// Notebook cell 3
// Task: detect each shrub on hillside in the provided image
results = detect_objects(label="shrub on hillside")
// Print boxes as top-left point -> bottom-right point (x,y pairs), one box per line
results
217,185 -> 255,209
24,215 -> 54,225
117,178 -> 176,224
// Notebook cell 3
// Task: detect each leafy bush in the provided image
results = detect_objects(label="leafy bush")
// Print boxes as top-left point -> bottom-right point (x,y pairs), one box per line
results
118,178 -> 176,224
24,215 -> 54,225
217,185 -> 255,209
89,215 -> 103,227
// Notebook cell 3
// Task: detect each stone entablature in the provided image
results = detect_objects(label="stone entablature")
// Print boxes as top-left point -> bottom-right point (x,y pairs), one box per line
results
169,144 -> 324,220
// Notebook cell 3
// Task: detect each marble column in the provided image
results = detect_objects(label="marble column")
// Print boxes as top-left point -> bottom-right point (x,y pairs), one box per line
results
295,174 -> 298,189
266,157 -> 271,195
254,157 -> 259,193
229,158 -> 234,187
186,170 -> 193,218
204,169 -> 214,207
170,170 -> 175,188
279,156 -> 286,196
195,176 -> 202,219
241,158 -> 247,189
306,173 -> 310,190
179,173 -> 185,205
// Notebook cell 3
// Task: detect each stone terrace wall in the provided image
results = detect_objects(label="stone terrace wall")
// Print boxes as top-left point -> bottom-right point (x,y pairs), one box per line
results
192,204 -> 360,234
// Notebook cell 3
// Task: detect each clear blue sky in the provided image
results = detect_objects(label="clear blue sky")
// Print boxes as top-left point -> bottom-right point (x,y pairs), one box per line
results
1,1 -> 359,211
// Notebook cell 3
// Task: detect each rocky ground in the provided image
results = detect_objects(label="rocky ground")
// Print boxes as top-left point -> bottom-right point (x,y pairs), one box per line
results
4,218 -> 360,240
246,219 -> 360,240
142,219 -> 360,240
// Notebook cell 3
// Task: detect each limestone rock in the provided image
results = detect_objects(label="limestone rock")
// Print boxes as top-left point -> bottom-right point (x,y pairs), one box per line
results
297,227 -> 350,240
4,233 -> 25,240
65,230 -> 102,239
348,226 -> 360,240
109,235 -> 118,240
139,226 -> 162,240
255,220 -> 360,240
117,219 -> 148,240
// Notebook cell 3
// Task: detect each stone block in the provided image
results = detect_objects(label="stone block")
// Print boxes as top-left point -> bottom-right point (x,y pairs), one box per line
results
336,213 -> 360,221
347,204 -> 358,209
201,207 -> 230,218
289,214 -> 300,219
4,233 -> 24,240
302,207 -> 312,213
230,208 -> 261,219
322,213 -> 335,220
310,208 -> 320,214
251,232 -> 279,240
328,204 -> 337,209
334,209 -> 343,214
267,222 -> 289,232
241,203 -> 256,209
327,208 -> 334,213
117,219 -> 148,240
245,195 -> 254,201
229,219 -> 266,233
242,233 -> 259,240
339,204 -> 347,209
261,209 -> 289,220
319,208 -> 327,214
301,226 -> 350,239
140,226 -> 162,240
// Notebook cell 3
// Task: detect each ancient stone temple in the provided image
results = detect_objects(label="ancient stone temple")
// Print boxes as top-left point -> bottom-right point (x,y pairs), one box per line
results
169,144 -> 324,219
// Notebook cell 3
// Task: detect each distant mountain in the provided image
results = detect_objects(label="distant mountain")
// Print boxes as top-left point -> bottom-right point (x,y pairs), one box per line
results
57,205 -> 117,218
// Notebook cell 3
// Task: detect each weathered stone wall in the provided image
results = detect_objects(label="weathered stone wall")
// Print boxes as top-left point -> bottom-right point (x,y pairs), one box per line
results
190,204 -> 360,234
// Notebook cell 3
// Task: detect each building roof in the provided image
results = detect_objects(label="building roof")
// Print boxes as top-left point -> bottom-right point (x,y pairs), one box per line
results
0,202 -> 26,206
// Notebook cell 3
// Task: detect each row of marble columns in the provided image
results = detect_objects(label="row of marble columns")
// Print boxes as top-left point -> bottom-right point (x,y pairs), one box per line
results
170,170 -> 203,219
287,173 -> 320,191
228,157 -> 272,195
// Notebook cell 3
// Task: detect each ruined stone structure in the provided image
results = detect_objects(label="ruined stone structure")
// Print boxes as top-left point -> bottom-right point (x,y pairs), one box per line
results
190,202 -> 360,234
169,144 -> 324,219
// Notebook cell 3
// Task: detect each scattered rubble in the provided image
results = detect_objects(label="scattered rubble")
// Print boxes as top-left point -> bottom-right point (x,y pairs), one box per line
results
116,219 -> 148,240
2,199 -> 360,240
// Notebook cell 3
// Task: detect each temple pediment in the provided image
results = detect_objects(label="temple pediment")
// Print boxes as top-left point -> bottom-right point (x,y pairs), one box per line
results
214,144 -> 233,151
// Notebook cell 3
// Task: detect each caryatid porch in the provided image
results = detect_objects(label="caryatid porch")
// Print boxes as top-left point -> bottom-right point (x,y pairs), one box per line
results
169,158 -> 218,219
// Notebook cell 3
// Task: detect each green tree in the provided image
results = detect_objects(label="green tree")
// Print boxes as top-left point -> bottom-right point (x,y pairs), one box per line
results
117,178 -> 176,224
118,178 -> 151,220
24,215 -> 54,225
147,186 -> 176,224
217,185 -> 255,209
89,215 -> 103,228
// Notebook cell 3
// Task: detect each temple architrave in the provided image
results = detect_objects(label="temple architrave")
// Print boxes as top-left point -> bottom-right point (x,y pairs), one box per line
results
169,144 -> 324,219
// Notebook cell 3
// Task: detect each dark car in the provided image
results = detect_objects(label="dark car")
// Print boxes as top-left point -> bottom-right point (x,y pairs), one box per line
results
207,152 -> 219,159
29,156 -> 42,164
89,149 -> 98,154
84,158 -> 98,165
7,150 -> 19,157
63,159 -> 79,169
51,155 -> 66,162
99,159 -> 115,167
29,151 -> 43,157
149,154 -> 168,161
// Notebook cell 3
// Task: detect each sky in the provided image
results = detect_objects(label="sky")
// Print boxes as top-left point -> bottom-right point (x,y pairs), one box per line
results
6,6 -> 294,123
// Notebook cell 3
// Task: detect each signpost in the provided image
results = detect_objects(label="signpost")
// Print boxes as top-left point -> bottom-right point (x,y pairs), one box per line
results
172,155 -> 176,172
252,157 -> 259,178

EXERCISE BRIEF:
The answer should be a bare number: how many lines of the material above include "porch".

TASK OUTPUT:
2